## The problem:
Rewrite the lines below with "thickest part" swapped for "widest part" everywhere it occurs, keeping everything else the same. Omit the pictures from your version.

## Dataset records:
◇ ◇ ◇ ◇ ◇

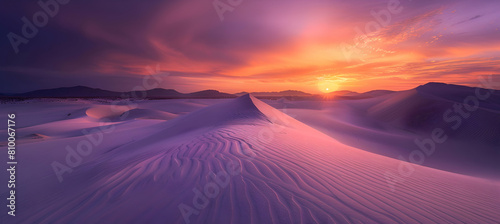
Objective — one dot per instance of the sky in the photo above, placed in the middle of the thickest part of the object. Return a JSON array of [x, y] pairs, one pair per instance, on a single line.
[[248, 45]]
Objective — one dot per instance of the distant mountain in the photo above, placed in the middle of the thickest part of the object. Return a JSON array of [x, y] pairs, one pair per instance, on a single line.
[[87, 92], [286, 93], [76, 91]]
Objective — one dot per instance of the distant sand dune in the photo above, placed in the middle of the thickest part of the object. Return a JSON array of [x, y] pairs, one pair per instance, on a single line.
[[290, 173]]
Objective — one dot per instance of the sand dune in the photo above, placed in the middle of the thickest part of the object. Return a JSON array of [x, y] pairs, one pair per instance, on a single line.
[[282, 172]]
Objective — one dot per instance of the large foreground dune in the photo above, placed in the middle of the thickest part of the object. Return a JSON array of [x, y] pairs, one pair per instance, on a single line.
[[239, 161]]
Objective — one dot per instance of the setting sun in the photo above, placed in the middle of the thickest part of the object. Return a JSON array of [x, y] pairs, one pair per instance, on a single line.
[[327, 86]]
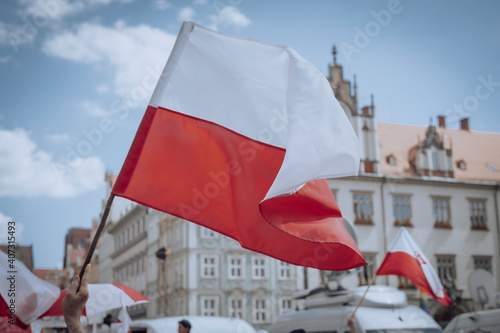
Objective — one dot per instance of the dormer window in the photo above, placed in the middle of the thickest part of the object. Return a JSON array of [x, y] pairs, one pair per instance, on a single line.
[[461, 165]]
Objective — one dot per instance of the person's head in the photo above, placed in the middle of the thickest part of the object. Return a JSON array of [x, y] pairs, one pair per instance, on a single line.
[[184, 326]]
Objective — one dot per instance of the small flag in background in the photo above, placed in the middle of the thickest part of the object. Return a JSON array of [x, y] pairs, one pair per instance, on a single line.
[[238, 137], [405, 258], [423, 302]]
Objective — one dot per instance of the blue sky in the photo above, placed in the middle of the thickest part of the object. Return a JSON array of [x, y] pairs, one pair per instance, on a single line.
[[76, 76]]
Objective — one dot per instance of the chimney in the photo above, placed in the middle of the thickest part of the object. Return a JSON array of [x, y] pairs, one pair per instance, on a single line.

◇ ◇ ◇ ◇ ◇

## Task response:
Objective — one dot per instance of the sky in the photo above, placed in the middle of the widest part of the object. Return a JSON array of [x, y] pairs, one pair per instance, on a single line.
[[248, 45]]
Objective — one dot per instance of the distant mountain in the photo above, placed in the middle of the widest part of the object. Return a JSON array of [x, y] pairs, one pair per instance, on a single line.
[[87, 92], [286, 93], [76, 91]]
Objective — one dot per instance of the distant sand dune in the photo above, placed in the middle of the widest part of the object. Return a JSON array of [x, y] pairs, one pair per instance, on a single line.
[[290, 173]]
Objective — one dot per instance of the sand dune in the photo above, placed in the middle of the widest part of the object. Return a JSON array of [x, y] pairs, one pair per instance, on a single line.
[[282, 172]]
Objective — one dot per instance of the large foreground dune in the photo above, placed in the middle of the widest part of the object. Return a JSON array of [x, y] pairs, one pair per instance, on a single line.
[[239, 161]]
Objective — one dot per instance of the setting sun in the photo above, placed in the middle of the widest part of the object. Return a JSON array of [x, y] pairs, one pair per instance, on a single line.
[[327, 86]]
Objective — one dot per instance of the dormer window in the photo above, placed in the middle of the widest part of the object. Return a JSON array of [x, y] pairs, one pair per instance, on a single line.
[[461, 165]]
Objective — one dot per instance of the person's head in the photo above, placed in the middle of the widest part of the object. Return a JSON array of [x, y] pairs, one pair per instance, on a single line.
[[184, 326]]
Objective — one dot per instance of the small flag in background in the photo above, placed in the middle of the widest part of the object. Return a JSON array of [x, y] pairs, one pair per instance, on a single line.
[[238, 137], [405, 258], [423, 302]]
Objective — one dot per instance of the blue sky in the photo above, placed in the middle of the widest part of the object. Return a JSON array of [x, y] pairs, one pair per instance, on a single line.
[[76, 76]]
Objective — one dot per instance of the chimney in the photo above, placed in the middle of the widest part of the object. Return a JSON array of [x, y] pairs, one pair per instance, on a single line.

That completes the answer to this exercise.